Consigne>
Recopiez le texte source en commençant à « L’analyse technique révèle » et en terminant à « chacune des couches. », et substituez « rigoureuse » à « méticuleuse ».

Texte source>
:::
L’analyse technique révèle une approche très méticuleuse. Sophie ne s’est pas contentée d’un simple « HaRGB ». Elle explique avoir rencontré le piège classique : la couche Ha, très dominante, a tendance à « manger » les bleus et à uniformiser l’image dans une teinte magenta. Sa solution, simple dans son concept mais potentiellement complexe à mettre en œuvre est de réaliser un mixage « HaROIIIGOIIIB ». En utilisant la couche OIII (issue du filtre L-Ultimate) pour renforcer les canaux Vert et Bleu, elle a ainsi préservé l’équilibre colorimétrique et exploité à fond le signal sur chacune des couches.
Le résultat est là : les régions HII (en rouge/rose) explosent de vitalité sans écraser le reste. Le bulbe galactique conserve une teinte jaune chaude et naturelle. Surtout, les bras spiraux gardent cette teinte bleutée caractéristique des jeunes étoiles massives, magnifiquement tramée par les bandes de poussière sombres.
:::
Données>
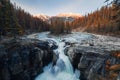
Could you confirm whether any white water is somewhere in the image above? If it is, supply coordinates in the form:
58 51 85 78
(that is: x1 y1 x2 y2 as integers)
28 32 92 80
32 33 80 80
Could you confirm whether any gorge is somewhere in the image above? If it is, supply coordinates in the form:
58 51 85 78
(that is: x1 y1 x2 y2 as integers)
0 32 120 80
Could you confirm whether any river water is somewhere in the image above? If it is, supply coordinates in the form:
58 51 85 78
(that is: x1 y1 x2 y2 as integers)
28 32 94 80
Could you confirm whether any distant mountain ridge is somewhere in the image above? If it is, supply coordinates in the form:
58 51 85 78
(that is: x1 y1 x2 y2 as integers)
35 13 82 22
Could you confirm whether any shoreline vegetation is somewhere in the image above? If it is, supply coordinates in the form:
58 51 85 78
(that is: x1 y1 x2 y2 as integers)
0 0 120 37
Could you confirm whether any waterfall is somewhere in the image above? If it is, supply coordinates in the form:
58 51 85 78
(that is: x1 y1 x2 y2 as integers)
35 39 80 80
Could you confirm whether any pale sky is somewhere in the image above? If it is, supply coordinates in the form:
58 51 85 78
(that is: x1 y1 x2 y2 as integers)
10 0 111 16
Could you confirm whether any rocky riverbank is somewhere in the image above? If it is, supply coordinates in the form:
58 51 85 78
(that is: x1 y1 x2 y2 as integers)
0 39 55 80
65 44 120 80
0 32 120 80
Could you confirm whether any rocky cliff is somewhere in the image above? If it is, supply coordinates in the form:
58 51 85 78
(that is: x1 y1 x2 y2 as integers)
0 39 55 80
65 45 120 80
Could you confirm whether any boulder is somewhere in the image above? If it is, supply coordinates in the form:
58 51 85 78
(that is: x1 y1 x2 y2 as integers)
65 45 120 80
0 39 55 80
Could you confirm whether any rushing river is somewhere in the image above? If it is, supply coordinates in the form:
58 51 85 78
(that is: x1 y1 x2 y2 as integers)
28 32 94 80
35 40 80 80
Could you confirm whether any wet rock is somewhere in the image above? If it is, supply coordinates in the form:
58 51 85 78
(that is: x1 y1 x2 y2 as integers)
65 46 120 80
0 39 54 80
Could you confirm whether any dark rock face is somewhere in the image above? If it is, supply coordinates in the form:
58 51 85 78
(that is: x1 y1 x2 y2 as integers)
0 39 54 80
66 46 120 80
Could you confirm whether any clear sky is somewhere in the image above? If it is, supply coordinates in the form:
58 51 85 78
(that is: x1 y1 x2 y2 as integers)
11 0 111 16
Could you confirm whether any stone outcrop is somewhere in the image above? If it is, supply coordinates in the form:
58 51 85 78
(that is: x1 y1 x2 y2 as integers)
65 46 120 80
0 39 55 80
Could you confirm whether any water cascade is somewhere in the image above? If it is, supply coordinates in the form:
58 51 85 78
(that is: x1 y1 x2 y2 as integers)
35 39 80 80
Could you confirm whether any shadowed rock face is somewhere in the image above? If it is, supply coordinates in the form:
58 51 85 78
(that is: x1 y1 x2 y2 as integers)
66 46 120 80
0 39 55 80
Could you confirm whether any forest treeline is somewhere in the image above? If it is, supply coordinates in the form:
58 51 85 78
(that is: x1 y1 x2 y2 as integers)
0 0 50 36
50 17 72 34
72 0 120 35
0 0 120 36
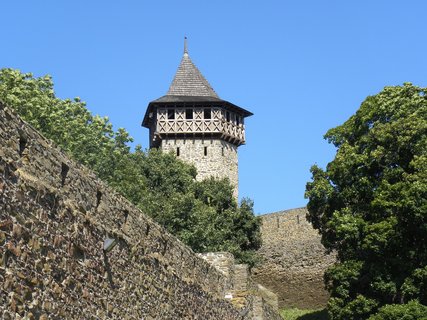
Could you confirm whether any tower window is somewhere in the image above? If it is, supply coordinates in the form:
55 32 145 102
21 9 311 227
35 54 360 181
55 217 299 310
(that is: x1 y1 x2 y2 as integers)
203 109 211 119
185 109 193 120
168 109 175 120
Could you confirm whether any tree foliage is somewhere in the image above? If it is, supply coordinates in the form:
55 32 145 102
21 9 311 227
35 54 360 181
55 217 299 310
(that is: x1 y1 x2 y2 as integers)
0 69 260 264
306 83 427 319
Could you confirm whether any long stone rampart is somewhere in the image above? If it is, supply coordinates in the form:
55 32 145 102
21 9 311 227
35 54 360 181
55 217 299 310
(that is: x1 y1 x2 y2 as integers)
0 105 242 319
253 208 336 308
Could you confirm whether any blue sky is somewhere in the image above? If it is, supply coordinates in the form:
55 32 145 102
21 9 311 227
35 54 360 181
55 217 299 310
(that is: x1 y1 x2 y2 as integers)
0 0 427 213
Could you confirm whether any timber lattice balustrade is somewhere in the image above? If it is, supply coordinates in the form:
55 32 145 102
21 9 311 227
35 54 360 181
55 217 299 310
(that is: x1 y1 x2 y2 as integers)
156 108 245 144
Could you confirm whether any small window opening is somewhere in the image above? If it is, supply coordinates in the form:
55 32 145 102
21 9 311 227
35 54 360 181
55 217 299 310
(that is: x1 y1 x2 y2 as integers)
19 137 27 156
162 241 168 256
61 163 70 187
123 210 129 225
203 109 212 119
96 190 102 210
185 109 193 120
168 109 175 120
73 244 85 260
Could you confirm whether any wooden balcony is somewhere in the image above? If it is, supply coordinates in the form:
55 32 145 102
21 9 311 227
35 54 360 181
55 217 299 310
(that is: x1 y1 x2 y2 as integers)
156 118 245 145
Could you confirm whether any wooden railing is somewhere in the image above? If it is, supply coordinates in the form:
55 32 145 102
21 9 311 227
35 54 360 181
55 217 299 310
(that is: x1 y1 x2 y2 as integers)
156 119 245 142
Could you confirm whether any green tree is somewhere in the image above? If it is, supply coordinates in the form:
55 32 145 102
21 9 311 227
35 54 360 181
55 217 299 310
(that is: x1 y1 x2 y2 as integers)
306 83 427 319
0 69 260 264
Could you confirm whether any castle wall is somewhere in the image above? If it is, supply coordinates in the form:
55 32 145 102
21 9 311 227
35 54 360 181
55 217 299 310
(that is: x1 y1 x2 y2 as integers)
161 137 239 199
0 105 247 319
253 208 335 308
:::
Résultat attendu>
L’analyse technique révèle une approche très rigoureuse. Sophie ne s’est pas contentée d’un simple « HaRGB ». Elle explique avoir rencontré le piège classique : la couche Ha, très dominante, a tendance à « manger » les bleus et à uniformiser l’image dans une teinte magenta. Sa solution, simple dans son concept mais potentiellement complexe à mettre en œuvre est de réaliser un mixage « HaROIIIGOIIIB ». En utilisant la couche OIII (issue du filtre L-Ultimate) pour renforcer les canaux Vert et Bleu, elle a ainsi préservé l’équilibre colorimétrique et exploité à fond le signal sur chacune des couches.